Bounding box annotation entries
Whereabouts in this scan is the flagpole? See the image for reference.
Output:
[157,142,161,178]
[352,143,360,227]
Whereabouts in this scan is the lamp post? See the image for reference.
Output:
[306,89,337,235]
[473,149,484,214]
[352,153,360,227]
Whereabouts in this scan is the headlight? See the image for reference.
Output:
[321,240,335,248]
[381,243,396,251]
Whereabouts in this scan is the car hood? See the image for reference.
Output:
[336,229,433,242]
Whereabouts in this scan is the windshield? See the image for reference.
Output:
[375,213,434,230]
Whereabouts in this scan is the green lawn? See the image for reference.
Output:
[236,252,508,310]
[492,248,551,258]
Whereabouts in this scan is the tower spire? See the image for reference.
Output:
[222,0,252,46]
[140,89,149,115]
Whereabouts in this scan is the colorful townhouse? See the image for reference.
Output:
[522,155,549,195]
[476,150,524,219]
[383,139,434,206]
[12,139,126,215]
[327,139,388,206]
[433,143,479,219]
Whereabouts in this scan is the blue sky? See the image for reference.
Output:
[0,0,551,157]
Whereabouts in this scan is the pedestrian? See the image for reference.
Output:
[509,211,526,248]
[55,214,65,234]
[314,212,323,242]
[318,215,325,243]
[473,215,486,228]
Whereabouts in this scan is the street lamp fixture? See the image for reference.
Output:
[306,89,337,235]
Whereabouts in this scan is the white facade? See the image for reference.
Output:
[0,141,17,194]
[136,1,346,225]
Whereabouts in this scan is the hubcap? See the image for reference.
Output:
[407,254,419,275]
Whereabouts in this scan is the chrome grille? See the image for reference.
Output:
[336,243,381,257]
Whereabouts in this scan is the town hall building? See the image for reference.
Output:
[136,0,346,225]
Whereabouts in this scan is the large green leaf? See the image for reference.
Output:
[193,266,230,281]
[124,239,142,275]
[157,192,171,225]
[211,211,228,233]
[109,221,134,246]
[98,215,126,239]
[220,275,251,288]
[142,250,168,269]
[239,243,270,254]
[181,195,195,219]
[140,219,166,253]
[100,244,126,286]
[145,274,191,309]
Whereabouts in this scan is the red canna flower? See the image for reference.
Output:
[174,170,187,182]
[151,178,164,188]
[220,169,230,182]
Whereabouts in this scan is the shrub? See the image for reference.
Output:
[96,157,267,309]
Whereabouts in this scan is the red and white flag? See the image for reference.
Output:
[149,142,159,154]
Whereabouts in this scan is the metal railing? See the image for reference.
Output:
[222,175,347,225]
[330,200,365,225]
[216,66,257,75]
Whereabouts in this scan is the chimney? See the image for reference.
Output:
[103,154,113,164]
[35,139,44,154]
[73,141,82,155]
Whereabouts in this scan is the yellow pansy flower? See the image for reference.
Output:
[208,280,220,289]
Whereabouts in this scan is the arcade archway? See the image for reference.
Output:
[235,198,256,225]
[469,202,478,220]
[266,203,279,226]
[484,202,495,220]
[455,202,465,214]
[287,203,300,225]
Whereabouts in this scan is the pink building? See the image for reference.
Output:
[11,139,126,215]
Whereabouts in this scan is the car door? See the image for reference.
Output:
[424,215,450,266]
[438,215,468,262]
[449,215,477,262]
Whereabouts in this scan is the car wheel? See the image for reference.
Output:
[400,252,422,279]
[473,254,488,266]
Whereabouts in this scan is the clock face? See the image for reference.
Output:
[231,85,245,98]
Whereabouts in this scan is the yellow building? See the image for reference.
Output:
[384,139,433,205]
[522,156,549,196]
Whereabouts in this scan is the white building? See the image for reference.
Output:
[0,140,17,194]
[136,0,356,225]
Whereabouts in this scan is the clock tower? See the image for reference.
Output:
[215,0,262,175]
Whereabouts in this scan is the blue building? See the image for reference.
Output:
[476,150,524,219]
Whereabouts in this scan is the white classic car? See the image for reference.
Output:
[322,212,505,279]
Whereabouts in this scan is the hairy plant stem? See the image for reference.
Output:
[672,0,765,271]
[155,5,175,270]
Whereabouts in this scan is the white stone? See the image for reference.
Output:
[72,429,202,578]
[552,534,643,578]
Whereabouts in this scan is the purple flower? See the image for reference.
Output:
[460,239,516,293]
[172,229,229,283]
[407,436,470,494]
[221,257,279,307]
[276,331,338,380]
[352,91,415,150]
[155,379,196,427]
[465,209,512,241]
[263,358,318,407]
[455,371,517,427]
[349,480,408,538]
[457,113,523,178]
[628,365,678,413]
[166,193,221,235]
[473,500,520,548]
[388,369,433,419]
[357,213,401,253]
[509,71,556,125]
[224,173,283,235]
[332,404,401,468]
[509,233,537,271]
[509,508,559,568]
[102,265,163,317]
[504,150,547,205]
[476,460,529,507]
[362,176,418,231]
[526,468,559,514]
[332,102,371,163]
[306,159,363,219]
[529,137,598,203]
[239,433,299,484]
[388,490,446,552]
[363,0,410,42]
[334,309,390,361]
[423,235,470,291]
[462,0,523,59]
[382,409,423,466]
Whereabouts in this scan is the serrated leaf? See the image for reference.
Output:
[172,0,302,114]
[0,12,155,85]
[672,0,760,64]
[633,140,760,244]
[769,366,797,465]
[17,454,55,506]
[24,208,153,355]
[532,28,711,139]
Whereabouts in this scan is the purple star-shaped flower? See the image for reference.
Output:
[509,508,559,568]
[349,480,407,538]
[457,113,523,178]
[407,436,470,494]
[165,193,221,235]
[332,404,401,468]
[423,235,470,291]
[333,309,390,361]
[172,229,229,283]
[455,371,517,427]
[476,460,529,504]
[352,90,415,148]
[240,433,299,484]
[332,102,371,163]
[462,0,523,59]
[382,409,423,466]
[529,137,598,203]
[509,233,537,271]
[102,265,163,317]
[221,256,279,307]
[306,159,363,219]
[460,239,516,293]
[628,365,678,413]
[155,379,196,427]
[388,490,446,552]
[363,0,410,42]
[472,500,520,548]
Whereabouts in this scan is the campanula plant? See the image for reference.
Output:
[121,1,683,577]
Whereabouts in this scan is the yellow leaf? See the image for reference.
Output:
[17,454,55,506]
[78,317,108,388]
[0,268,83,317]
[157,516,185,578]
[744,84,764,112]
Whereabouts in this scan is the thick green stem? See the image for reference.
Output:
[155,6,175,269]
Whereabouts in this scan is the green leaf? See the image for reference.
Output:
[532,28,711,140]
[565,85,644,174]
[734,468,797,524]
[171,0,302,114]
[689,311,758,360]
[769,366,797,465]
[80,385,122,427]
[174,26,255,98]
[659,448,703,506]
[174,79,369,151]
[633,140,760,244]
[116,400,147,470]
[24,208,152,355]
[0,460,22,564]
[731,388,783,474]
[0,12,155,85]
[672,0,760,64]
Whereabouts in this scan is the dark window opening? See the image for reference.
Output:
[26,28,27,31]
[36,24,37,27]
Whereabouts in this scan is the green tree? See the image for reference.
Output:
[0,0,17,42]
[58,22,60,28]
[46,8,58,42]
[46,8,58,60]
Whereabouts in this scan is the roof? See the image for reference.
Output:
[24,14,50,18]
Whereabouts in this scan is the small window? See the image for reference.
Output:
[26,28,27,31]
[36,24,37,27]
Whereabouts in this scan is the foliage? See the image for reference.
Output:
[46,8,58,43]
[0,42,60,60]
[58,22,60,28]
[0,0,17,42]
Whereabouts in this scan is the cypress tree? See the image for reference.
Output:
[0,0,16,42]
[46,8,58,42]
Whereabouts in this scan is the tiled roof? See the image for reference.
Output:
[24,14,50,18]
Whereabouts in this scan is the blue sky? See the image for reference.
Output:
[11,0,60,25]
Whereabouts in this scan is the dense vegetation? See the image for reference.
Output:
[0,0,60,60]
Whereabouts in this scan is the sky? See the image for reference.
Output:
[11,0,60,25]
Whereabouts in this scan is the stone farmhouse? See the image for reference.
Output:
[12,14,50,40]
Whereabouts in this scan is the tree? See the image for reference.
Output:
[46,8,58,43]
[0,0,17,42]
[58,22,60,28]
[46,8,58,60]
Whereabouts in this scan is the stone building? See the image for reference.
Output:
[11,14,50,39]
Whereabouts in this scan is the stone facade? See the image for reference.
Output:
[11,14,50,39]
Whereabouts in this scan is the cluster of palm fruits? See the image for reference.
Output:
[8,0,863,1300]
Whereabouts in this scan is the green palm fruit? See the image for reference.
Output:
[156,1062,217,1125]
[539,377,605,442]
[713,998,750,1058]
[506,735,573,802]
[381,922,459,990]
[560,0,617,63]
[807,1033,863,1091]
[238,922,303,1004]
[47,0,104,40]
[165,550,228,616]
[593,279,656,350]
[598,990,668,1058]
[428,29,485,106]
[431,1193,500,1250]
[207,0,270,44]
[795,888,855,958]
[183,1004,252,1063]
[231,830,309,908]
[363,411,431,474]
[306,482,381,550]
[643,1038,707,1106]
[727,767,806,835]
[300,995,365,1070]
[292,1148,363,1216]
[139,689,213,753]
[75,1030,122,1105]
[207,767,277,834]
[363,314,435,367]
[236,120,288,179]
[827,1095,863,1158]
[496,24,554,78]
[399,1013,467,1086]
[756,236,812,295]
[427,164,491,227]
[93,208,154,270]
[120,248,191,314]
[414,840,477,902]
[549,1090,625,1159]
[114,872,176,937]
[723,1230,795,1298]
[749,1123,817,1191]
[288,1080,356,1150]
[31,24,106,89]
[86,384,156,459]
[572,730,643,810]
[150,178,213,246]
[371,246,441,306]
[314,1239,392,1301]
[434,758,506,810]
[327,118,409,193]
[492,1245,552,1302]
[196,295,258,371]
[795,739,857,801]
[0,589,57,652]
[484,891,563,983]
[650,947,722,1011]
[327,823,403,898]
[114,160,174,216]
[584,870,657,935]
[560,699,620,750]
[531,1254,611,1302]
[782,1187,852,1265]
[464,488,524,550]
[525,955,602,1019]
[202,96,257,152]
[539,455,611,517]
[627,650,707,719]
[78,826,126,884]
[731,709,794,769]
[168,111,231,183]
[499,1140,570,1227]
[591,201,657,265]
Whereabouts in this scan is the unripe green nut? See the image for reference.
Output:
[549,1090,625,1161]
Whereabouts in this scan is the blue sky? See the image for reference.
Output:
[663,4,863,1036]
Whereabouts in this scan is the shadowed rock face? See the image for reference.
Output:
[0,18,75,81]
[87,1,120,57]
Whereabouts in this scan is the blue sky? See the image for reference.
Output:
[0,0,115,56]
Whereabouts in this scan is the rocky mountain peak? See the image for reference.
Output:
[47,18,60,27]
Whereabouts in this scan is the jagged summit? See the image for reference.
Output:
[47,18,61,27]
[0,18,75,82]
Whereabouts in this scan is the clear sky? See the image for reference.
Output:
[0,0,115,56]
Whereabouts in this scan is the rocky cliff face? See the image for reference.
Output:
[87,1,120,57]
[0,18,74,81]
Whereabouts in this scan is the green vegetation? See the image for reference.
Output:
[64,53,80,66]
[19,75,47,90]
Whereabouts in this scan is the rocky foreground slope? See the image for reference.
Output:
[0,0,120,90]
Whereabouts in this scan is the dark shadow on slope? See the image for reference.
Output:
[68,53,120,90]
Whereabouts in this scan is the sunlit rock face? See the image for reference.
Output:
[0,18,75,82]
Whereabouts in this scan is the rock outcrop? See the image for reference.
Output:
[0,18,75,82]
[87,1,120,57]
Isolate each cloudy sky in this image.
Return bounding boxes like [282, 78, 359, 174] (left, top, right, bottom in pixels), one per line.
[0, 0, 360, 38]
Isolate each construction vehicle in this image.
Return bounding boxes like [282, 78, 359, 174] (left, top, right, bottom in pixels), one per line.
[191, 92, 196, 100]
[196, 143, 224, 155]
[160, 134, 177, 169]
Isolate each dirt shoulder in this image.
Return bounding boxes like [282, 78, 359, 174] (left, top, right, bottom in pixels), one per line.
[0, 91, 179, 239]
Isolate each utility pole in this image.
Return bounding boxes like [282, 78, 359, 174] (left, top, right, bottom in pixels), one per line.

_Given task_: Swap "dirt shoulder" for "gravel shoulder" in the entries from the line with "Whereabouts in this scan is the green vegetation?" through the end of the entries. Reproduce those lines with nothing else changed.

_Response to this exercise_:
Whereabouts in this scan is the green vegetation? See the image for reference.
Output:
[64,53,80,66]
[19,75,47,90]
Whereabouts in this scan is the rocky foreground slope? See the image for reference.
Output:
[0,0,120,90]
Whereabouts in this scan is the dark shadow on slope? See the image for reference.
Output:
[68,53,120,90]
Whereabouts in this scan is the sunlit rock face? See the image for reference.
Output:
[0,18,75,82]
Whereabouts in this scan is the rock outcrop? See the image for reference.
Output:
[0,18,75,82]
[87,1,120,57]
Isolate each cloudy sky in this image.
Return bounding boxes like [282, 78, 359, 174] (left, top, right, bottom in pixels), one per line.
[0, 0, 360, 38]
Isolate each construction vehicle in this image.
Return bounding boxes like [282, 78, 359, 174] (left, top, right, bottom in pixels), one per line.
[191, 92, 196, 100]
[196, 143, 224, 155]
[160, 134, 177, 169]
Isolate each gravel shoulder in this image.
Return bounding boxes like [282, 78, 359, 174] (left, top, right, bottom in pixels), one per line.
[0, 91, 179, 239]
Isolate each utility pole in this image.
Return bounding boxes like [282, 78, 359, 174] (left, top, right, bottom in pixels), one per line.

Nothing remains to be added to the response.